— Что нужно сделать —
(A) Повторите дословно часть отрывка воспоминаний от «Вспоминается Моравский. Как» до «Л. Ф. Пантелеева)].».
(B) Как прозвали Моравского в крепости, если верить отрывку воспоминаний?
(C) Продолжите отрывок воспоминаний, начав сразу после его последнего предложения.

#### Фрагмент документа

Вспоминается Моравский. Как сейчас вижу его: худенький, со впалой грудью, он всех нас забавлял в крепости некоторыми акробатическими фигурами, за что и прозвали его «колесо». Вот он поет в студенческой опере 1 [«Из жизни студентов»; она была сложена в крепости и там же давалась; содержание взято из истории 1861 г., а музыка - из тогдашних опер. (Прим. Л. Ф. Пантелеева)] «и умрем мы, если надо, за его свободу» (то есть свободу народа) - и с последним словом наносит себе энергический удар в грудь. В 1862-1863 гг. он был одним из самых деятельных и горячих членов «Земли и воли», а также усердным печатником в нашей типографии. Потом я совсем потерял его из виду; но в половине 70-х гг. слышал, что он мирно пребывает в провинции в качестве члена окружного суда 2 [По выходе моих «Воспоминаний» получил от него письмо из Одессы, где он оказался членом судебной палаты (Прим. Л. Ф. Пантелеева)].
Совершенную противоположность ему представлял Пушторский, человек рассудочный, в личной жизни крайне аккуратный; до студенческой истории был под сильным влиянием Кавелина, но посидел в крепости (Кронштадте) - и в 1862 г. не колеблясь примкнул к «Земле и воле» и никогда не уклонялся от возлагаемых на него поручений. В одном остром эпизоде обнаружил большой характер и благородство. После разных помех (главным образом двух арестов) сдал, однако, экзамен, уехал в провинцию и все время служил - да, кажется, и теперь служит, - одно время по земству, а затем на коронных местах. Видя его, зная даже, что он и поднесь исповедует либеральные идеи, все-таки никому и в голову не придет, что он, хотя и короткое время, был видным членом «Земли и воли».

########
#### Список записей

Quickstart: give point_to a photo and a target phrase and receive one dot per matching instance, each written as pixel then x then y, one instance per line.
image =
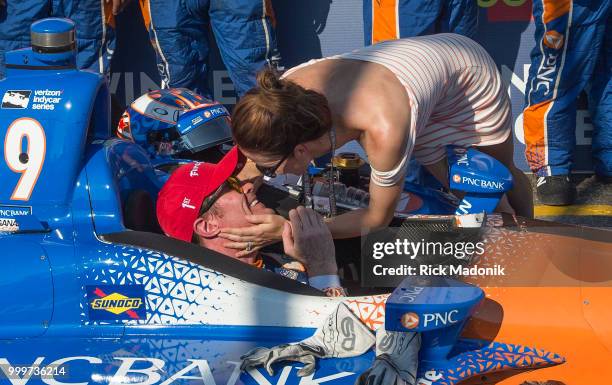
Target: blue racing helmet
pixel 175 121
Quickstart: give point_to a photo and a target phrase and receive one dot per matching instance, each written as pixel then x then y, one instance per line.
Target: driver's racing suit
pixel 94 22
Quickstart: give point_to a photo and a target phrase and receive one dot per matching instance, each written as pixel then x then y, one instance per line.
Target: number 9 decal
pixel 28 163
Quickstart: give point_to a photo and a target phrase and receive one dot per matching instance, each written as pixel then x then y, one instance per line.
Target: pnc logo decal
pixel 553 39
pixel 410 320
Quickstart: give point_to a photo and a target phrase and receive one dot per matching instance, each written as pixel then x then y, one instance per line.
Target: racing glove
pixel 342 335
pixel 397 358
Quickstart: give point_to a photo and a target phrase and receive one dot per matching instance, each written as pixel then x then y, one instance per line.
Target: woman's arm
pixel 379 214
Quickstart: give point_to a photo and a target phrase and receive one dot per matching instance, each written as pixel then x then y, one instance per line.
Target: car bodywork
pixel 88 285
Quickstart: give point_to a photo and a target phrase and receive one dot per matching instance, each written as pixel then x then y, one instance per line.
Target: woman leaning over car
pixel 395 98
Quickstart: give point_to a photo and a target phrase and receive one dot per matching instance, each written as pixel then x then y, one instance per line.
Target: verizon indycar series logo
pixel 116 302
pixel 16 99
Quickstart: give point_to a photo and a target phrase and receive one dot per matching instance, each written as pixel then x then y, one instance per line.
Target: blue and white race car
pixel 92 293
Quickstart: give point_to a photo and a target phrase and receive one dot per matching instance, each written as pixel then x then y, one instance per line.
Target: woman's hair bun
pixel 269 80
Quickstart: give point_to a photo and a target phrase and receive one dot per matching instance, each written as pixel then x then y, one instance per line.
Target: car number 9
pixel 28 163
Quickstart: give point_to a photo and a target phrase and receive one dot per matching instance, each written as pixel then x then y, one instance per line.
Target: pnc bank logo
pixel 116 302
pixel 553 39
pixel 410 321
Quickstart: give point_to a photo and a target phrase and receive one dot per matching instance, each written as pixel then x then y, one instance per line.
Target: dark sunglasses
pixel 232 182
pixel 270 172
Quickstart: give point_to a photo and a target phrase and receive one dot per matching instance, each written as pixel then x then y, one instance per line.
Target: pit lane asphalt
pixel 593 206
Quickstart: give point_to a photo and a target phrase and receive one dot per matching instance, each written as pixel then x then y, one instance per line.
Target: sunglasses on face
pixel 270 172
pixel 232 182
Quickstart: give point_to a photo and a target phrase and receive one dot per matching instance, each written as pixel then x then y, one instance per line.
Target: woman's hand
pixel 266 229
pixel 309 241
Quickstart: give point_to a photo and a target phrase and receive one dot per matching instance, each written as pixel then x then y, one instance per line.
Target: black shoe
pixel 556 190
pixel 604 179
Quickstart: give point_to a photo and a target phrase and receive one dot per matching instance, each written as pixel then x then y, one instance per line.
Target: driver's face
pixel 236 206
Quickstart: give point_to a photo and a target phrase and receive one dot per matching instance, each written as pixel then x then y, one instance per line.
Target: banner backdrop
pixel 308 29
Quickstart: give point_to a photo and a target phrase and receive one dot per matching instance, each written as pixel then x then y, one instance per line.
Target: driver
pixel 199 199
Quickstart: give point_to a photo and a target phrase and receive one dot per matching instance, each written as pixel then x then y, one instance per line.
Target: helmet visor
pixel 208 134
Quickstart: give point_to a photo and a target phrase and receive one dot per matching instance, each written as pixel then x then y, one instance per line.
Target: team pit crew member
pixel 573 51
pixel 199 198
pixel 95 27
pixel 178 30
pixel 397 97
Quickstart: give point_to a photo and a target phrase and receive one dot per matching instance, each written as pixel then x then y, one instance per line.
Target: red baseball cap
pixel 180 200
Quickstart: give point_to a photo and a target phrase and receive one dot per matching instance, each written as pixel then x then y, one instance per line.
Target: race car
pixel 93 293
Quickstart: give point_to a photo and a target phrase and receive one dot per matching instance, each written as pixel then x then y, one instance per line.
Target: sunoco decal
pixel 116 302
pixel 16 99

########

— Ответы по заданиям —
(A)
Вспоминается Моравский. Как сейчас вижу его: худенький, со впалой грудью, он всех нас забавлял в крепости некоторыми акробатическими фигурами, за что и прозвали его «колесо». Вот он поет в студенческой опере 1 [«Из жизни студентов»; она была сложена в крепости и там же давалась; содержание взято из истории 1861 г., а музыка - из тогдашних опер. (Прим. Л. Ф. Пантелеева)] «и умрем мы, если надо, за его свободу» (то есть свободу народа) - и с последним словом наносит себе энергический удар в грудь. В 1862-1863 гг. он был одним из самых деятельных и горячих членов «Земли и воли», а также усердным печатником в нашей типографии. Потом я совсем потерял его из виду; но в половине 70-х гг. слышал, что он мирно пребывает в провинции в качестве члена окружного суда 2 [По выходе моих «Воспоминаний» получил от него письмо из Одессы, где он оказался членом судебной палаты (Прим. Л. Ф. Пантелеева)].

(B) «Колесо».

(C)
Я иногда встречаю лицо, через посредство которого была добыта топографическая карта Западного края (И. Д. Смирнов, бывший директор кадетского корпуса в Москве). Он сделал хорошую карьеру и еще недавно занимал не только ответственный пост, но и такой, на который назначают с особенной осторожностью в смысле благонадежности. Со мной он всегда высказывает крайне либеральные взгляды; одна беда, он не приведи бог как говорлив и скучен, чего в прежнее время за ним как-то не замечалось.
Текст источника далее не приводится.